### Listed entries
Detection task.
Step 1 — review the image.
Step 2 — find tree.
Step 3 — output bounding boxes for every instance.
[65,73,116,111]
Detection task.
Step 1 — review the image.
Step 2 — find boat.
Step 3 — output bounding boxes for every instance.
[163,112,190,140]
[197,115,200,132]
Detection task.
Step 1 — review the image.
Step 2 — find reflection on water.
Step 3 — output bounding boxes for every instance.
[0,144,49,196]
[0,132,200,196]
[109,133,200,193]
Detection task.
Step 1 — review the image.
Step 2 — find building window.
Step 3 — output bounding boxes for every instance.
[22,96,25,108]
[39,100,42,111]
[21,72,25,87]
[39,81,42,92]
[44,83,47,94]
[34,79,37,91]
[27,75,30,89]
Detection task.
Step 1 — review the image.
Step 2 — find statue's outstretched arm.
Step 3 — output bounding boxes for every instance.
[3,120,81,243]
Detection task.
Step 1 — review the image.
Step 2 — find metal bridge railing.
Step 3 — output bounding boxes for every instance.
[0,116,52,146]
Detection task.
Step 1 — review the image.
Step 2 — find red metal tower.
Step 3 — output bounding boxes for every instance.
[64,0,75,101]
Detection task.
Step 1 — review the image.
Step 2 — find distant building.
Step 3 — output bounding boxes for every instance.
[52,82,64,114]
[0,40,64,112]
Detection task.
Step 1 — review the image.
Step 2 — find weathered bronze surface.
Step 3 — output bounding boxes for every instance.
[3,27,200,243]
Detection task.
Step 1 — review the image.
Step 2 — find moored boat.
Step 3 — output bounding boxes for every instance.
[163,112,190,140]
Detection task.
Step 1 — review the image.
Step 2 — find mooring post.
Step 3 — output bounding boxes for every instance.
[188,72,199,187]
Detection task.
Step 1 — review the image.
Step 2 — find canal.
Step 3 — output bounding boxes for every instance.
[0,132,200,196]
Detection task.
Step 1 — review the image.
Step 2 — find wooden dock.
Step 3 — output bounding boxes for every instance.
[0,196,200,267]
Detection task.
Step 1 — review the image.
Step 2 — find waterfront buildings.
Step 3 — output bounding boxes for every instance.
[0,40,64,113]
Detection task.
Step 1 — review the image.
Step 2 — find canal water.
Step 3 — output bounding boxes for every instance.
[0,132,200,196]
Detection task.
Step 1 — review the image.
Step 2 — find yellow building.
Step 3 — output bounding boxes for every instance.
######
• [The problem]:
Reproduce the entire listing above, switching every occurrence of "review" to "inspect" and leaving all other text unchanged.

• [Worked answer]:
Detection task.
Step 1 — inspect the image.
Step 2 — find tree.
Step 3 — output bounding boxes for every instance.
[65,73,116,111]
Detection task.
Step 1 — inspect the image.
Step 2 — find boat.
Step 3 — output bounding boxes for every instance.
[163,112,190,140]
[197,115,200,132]
Detection task.
Step 1 — inspect the image.
Step 2 — find reflection on water.
Step 3 — output bounding boxes for every instance.
[0,144,49,196]
[0,132,200,196]
[109,133,200,193]
Detection task.
Step 1 — inspect the image.
Step 2 — find building window.
Step 3 — output bounding boxes for every instance.
[22,96,25,108]
[39,100,42,111]
[21,72,25,87]
[39,81,42,92]
[44,83,47,94]
[34,79,37,91]
[27,75,30,89]
Detection task.
Step 1 — inspect the image.
Step 2 — find statue's outstretched arm.
Step 3 — output bounding boxes for every instance.
[3,120,81,243]
Detection task.
Step 1 — inspect the image.
Step 2 — find metal bridge railing.
Step 3 — output bounding boxes for every instance.
[0,116,52,146]
Detection task.
Step 1 — inspect the image.
Step 2 — find red metal tower.
Step 3 — output bounding boxes for every instance.
[64,0,75,101]
Detection task.
Step 1 — inspect the image.
Step 2 — find distant building.
Step 3 — output bounding boxes for every instance.
[52,82,64,114]
[0,40,64,112]
Detection task.
Step 1 — inspect the image.
Step 2 — find weathered bronze surface.
Step 3 — output bounding boxes for every instance.
[3,27,200,243]
Detection task.
Step 1 — inspect the image.
Step 2 — find moored boat.
Step 3 — output bounding boxes for every instance.
[163,112,190,140]
Detection task.
Step 1 — inspect the image.
Step 2 — find mooring post.
Step 3 — output bounding boxes for every instance.
[188,72,199,187]
Detection task.
Step 1 — inspect the image.
Step 2 — find canal.
Step 3 — output bounding boxes for every instance.
[0,132,200,196]
Detection task.
Step 1 — inspect the image.
Step 2 — find wooden dock.
Step 3 — output bounding boxes for every instance.
[0,196,200,267]
Detection task.
Step 1 — inspect the image.
Step 2 — find waterfront buildings.
Step 3 — output bounding boxes for every instance.
[0,40,64,113]
Detection task.
Step 1 — inspect the image.
Step 2 — find canal water.
Step 3 — output bounding boxes for every instance.
[0,132,200,196]
Detection task.
Step 1 — inspect the image.
Step 2 — find yellow building.
Step 3 — output bounding boxes for every instance.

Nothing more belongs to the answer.